Spire.Doc is a professional Word .NET library specifically designed for developers to create, read, write, convert and print Word document files. Get free and professional technical support for Spire.Doc for .NET, Java, Android, C++, Python.

Fri Mar 12, 2021 9:42 am

Hi Team,

We need to read and extract the text with formatting from the table of contents available in DOCX file.

Please advise on the solution.

Sample docx is attached in which we want to extract the "Contents" and the list as well.

pr20080798
 
Posts: 149
Joined: Wed Jan 20, 2021 1:15 pm

Fri Mar 12, 2021 10:16 am

Hello,

Please refer to the following code to read the "Contents" and the list in table of contents available in your DOCX file.
Code: Select all
 Document doc = new Document();
  doc.LoadFromFile(@"C:\Heading_Mismatch.docx");
  Section section = doc.Sections[0];
  for (int i = 0; i < section.Body.ChildObjects.Count; i++)
            {
                if (section.Body.ChildObjects[i].DocumentObjectType == DocumentObjectType.StructureDocumentTag)
                {
                    StructureDocumentTag tag = section.Body.ChildObjects[i] as StructureDocumentTag;
                    DocumentObjectCollection objects = tag.ChildObjects; //Includes "the "Contents" and the list in table of contents "                 
                }
            }


Sincerely,
Amy
E-iceblue support team
User avatar

amy.zhao
 
Posts: 2766
Joined: Wed Jun 27, 2012 8:50 am

Fri Mar 12, 2021 11:20 am

Thank you for your response.

We tried the same file and observed the count of children.

StructureDocumentTag tag = section.Body.ChildObjects[i] as StructureDocumentTag;
DocumentObjectCollection objects = tag.ChildObjects;
// Printed the objects.getCount() gives 10, but table of content has 9 items if we include "Contents" word.

Please let us know how to get the exact "Contents" word from the document and subsequent list items (like Heading-1, Heading-1.1, and so on).

Given code seems incomplete to us to move further.

pr20080798
 
Posts: 149
Joined: Wed Jan 20, 2021 1:15 pm

Mon Mar 15, 2021 6:37 am

Hello,

Thanks for your feedback.
In the table of content of your word file, in fact there are 10 paragraphs, the last paragraph is blank.

# Recorded information:
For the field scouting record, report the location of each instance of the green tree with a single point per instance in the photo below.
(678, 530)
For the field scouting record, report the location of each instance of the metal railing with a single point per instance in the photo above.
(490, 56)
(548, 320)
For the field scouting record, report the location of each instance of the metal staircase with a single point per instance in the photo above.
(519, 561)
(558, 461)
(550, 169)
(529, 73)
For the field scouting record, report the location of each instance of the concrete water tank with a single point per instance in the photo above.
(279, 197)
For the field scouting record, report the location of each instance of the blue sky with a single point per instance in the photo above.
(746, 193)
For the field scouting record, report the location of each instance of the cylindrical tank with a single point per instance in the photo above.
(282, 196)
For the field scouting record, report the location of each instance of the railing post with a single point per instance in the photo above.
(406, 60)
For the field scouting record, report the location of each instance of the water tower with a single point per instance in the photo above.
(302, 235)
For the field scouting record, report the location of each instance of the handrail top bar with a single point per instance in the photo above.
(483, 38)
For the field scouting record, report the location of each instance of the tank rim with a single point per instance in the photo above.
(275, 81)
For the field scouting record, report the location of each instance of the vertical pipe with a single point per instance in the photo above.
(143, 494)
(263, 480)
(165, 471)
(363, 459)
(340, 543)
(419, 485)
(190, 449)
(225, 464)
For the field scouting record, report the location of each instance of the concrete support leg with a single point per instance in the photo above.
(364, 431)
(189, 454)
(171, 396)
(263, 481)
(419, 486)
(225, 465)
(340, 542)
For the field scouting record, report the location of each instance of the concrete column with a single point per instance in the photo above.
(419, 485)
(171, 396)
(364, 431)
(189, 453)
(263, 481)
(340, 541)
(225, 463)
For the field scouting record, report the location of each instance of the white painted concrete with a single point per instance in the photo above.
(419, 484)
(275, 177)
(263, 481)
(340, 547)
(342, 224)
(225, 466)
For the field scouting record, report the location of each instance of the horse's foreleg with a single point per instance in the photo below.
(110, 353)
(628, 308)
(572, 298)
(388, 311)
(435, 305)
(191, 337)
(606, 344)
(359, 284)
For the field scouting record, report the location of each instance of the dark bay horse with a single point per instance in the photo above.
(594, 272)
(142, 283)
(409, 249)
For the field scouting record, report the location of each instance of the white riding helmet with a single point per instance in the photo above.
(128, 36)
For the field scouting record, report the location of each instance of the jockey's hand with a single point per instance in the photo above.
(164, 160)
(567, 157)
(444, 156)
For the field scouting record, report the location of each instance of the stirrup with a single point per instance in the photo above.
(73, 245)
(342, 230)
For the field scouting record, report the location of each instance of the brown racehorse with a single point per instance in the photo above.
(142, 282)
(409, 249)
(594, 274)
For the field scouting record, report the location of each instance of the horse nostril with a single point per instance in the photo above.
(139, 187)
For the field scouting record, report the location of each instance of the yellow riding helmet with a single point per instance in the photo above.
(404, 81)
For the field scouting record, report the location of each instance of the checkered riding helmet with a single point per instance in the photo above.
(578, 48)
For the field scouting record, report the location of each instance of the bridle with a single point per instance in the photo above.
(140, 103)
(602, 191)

# Instructions:
[1] Decide whether each of the statements below agrees with the forum thread on extracting a table of contents from a DOCX file, answering yes or no and quoting the words of the thread that settle it. (a) The code in the first reply checks for child objects of type StructureDocumentTag. (b) The child count the user printed matched the number of items in the table of contents. (c) The last reply says the blank paragraph in the table of contents is the first one.
[2] Write the next part of the forum thread on extracting a table of contents from a DOCX file, starting after its last sentence.

# Answers to the problems:
[1]
(a) Yes: "DocumentObjectType == DocumentObjectType.StructureDocumentTag"
(b) No: "Printed the objects.getCount() gives 10, but table of content has 9 items if we include "Contents" word."
(c) No: "in fact there are 10 paragraphs, the last paragraph is blank."

[2]
001.png

Please refer to the following code to get the exact "Contents" word and the list items in the table of content.
Code: Select all
  Document doc = new Document();
            doc.LoadFromFile(@"C:\Heading_Mismatch.docx");
            Section section = doc.Sections[0];
            StringBuilder stringBuilder = new StringBuilder();
            String text;
            Paragraph paragraph;
            TextRange textRange;
            for (int i = 0; i < section.Body.ChildObjects.Count; i++)
            {
                if (section.Body.ChildObjects[i].DocumentObjectType == DocumentObjectType.StructureDocumentTag)
                {
                    StructureDocumentTag tag = section.Body.ChildObjects[i] as StructureDocumentTag;
                    DocumentObjectCollection objects = tag.ChildObjects; //Includes "the "Contents" and the list in table of contents "
                    for (int j = 0; j < objects.Count; j++)
                    {
                        if (objects[j].DocumentObjectType == DocumentObjectType.Paragraph)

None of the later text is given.